_Problem to work on_
Produce a verbatim copy of the data below that contains no pictures.

_Image-grounded pointing data_
---

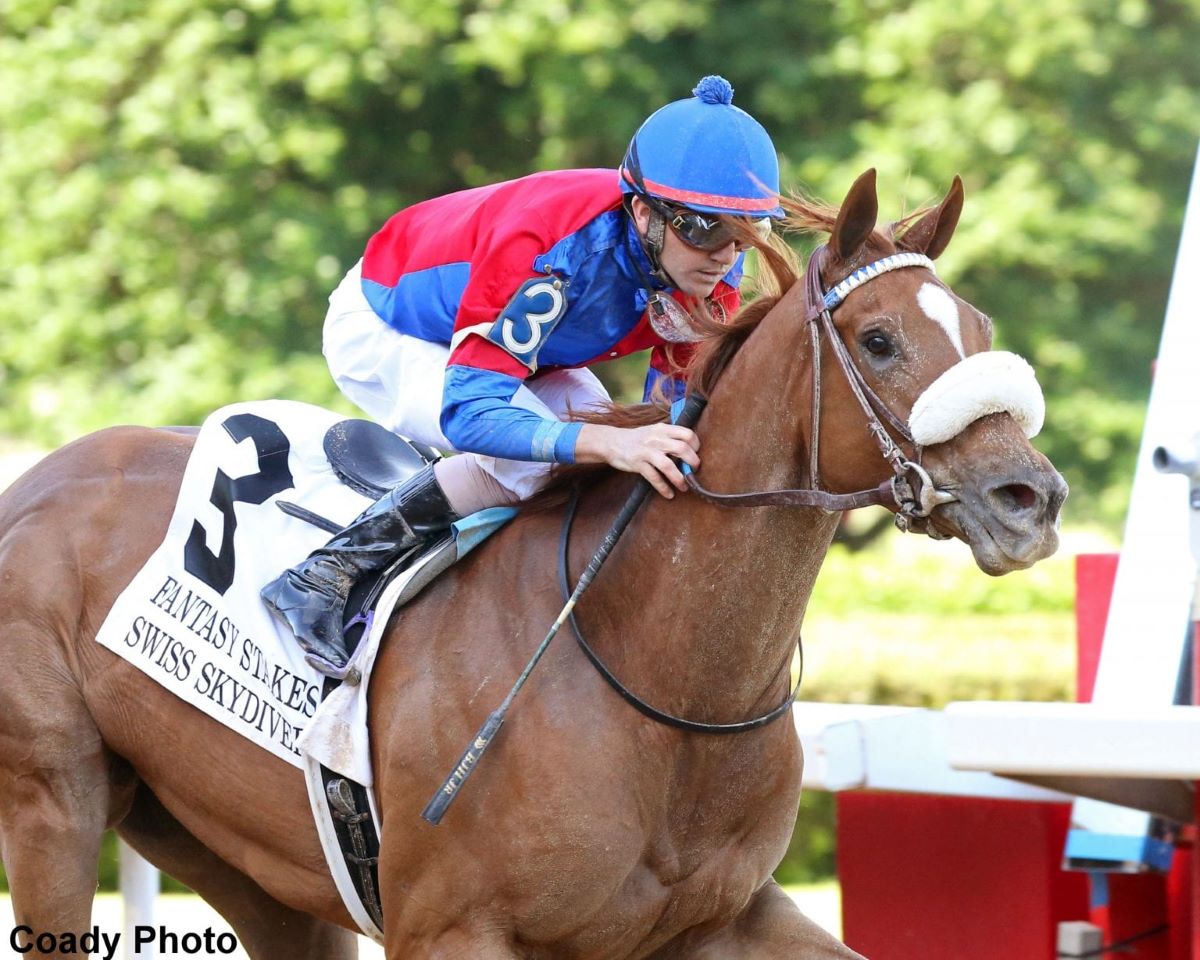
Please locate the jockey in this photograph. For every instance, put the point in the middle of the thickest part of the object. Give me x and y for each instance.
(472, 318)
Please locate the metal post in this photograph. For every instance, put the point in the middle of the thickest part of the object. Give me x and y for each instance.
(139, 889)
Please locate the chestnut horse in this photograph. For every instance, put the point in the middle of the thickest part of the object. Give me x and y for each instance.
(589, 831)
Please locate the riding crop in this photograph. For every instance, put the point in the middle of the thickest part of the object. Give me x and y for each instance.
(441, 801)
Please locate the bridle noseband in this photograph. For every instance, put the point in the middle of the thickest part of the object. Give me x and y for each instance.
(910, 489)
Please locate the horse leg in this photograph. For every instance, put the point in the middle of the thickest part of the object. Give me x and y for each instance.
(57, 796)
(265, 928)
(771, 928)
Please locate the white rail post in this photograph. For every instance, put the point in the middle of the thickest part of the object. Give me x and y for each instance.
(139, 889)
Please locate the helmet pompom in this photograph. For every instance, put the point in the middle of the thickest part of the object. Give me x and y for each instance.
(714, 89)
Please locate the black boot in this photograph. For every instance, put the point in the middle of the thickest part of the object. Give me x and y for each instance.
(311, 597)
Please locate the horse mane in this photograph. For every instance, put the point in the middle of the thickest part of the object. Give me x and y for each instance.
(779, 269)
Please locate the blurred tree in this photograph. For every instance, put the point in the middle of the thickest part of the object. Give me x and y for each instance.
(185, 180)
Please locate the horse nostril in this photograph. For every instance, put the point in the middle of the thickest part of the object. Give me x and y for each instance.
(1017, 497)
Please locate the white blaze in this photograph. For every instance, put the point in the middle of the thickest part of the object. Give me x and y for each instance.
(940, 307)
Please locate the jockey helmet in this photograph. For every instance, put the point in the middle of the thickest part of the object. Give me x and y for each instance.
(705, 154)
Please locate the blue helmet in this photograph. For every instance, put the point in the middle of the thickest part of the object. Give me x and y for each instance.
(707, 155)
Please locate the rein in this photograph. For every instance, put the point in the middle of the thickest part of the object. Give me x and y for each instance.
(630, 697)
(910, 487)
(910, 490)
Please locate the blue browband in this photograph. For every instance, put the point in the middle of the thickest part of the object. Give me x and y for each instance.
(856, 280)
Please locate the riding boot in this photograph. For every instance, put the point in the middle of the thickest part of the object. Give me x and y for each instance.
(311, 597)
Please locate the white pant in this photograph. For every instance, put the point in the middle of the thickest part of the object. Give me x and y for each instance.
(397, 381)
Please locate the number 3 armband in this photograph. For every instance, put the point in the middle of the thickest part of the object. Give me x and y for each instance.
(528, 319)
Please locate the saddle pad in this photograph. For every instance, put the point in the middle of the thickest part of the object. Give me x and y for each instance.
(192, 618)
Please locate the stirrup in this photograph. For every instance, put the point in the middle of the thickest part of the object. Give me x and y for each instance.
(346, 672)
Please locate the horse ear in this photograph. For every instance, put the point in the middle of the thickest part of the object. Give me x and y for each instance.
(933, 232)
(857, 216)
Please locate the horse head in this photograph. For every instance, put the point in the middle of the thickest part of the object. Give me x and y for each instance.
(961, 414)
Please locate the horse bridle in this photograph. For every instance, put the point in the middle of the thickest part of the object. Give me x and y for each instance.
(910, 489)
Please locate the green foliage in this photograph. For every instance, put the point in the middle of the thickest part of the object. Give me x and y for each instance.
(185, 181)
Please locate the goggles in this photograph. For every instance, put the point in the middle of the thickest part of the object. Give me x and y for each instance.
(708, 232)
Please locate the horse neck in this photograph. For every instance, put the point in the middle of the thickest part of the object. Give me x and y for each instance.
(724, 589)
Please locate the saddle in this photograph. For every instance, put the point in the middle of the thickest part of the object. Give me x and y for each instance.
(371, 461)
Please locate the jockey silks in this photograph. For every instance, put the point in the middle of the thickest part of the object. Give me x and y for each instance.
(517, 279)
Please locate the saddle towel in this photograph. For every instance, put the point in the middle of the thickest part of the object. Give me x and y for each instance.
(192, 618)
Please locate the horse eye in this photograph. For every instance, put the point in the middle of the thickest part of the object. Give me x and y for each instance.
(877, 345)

---

_Solution_
Please locate the jockey in this photograph. For every instance, put the point in the middle of the thickest part of the object. Give me x and y for each instance.
(472, 318)
Please locate the metal post in this photograph. For every instance, put the point in the middle of the thickest part of the object. Give me x and y for each instance.
(139, 889)
Please locate the chestnut horse in this photograph. For every instance, put the point in the middle of the thickest part of the object. Give me x and y for each instance.
(589, 831)
Please locate the riding crop in this photograph. For every instance, put the point in the middle of the thickest part of the object. Give me x and y for each instance.
(441, 801)
Please locate the bridle noseband in this photograph. For every instance, put the point in the middle of the thickest part of the object. Give me x and y for each instance.
(910, 489)
Please locate the horse leg in this photograph. For every instance, put the point in the middle of the thickest part of the object. Give me x and y for each instance.
(57, 796)
(265, 928)
(771, 928)
Please locate the white rail post in this photograph. For every instance, put the point in the middle of the thickest part of the object. Give me x and y for each instance.
(139, 889)
Please locate the helmet pompom in this photograph. For every instance, put the point in the middle of the thickest part of the object. Give me x and y for each instance.
(714, 89)
Please locate the black boot in this photograph. For every instance, put the point in the middle of the thickest part of the object. Give me x and y for each instance.
(311, 597)
Please locate the horse mane in this photograph. For every instance, put the point in the middle of the thickest part of the object. Give me x and y for each instance.
(779, 269)
Please locate the blurred tree in this photograph. For every instance, put the point in the middle of the thickest part of the object. Give me x and y for each instance.
(185, 180)
Please locate the horse nostril in this photograph. For every instance, put the point in the middle of the thickest part of the object. Give me x and y for each instance.
(1017, 497)
Please locate the white blaze in this photograph. For every instance, put the point in the middle of the thickest part of the object. Give me x and y for each instance.
(940, 307)
Please locate the jockey helmet in this photograph. For every instance, put the point in the middle of the thickest part of the object. Give me x and y for each instance.
(705, 154)
Please locate the blue helmet in this photograph. For every instance, put the point in the middle of the thickest part of the object. Give me x and y for each instance.
(707, 155)
Please locate the rein in this photograph. For every instance, put the point in the middle of the thickest part of the object. Give me x and y for each instance.
(630, 697)
(910, 487)
(910, 490)
Please locate the blue browband in this photograph. For every instance, put the point in the middle of the thickest part of the object. Give me x and y for each instance.
(856, 280)
Please locate the riding boot in this photograph. For every instance, put the point in the middle of the thickest part of the object. Give me x and y for each instance.
(311, 597)
Please locate the white pant in this photograph. For every instance, put the point in the middle of the thickest part of the object. Give me x and y for each instance.
(397, 381)
Please locate the number 3 armband in this photograph. For every instance, put the point in the middle of the thickest part of the object. Give me x and y for each instance.
(528, 319)
Please locate the saddle pad in this photograph. For every instance, put the point in the middle of the thickest part of the object. Give me x and y for each instance.
(192, 618)
Please locate the stirrup in this photograph. For every instance, put the point in the middle of the thickest part of the object. Give me x and y for each instance.
(346, 672)
Please locate the horse ear in this photograph. For every instance, put the point in the middle of the thickest part of the object. Give me x and y for each instance.
(933, 232)
(857, 216)
Please locate the horse head in this photograph. For every instance, put the point in the middle of the thickest part of the object. Give me x and y for each instance.
(961, 414)
Please locate the horse bridle in this photograph. For every instance, put the point in the middle of the thickest part of the object. Give me x and y for each instance.
(910, 489)
Please locate the green foliage in this photograph. For every instance, put the point in the middle of the thickest part of the object. Give me x and y for each instance.
(185, 181)
Please locate the goggles in this photograph. For every instance, put the point in the middle of the thickest part of the object. Give me x and y for each instance.
(708, 232)
Please locate the horse neck in this photograph. For every instance, put the point in the middle of the thickest part of the object. Give me x and y for each instance.
(724, 589)
Please locate the saddle in this photograph. For every instance, put the point in the middle of the thickest part of the object. Give me x and y for each instance.
(371, 461)
Please locate the jockey silks in this photograph. For every instance, put the point in the middle of the thickest part of the object. Give me x and y for each instance.
(517, 279)
Please locate the saddle towel in this photograph. For every instance, put the point in the middle of the thickest part of the object. Give me x and y for each instance.
(192, 618)
Please locate the horse eye in this photograph. For every instance, put the point in the middle of the thickest part of the object. Give me x and y for each instance.
(877, 345)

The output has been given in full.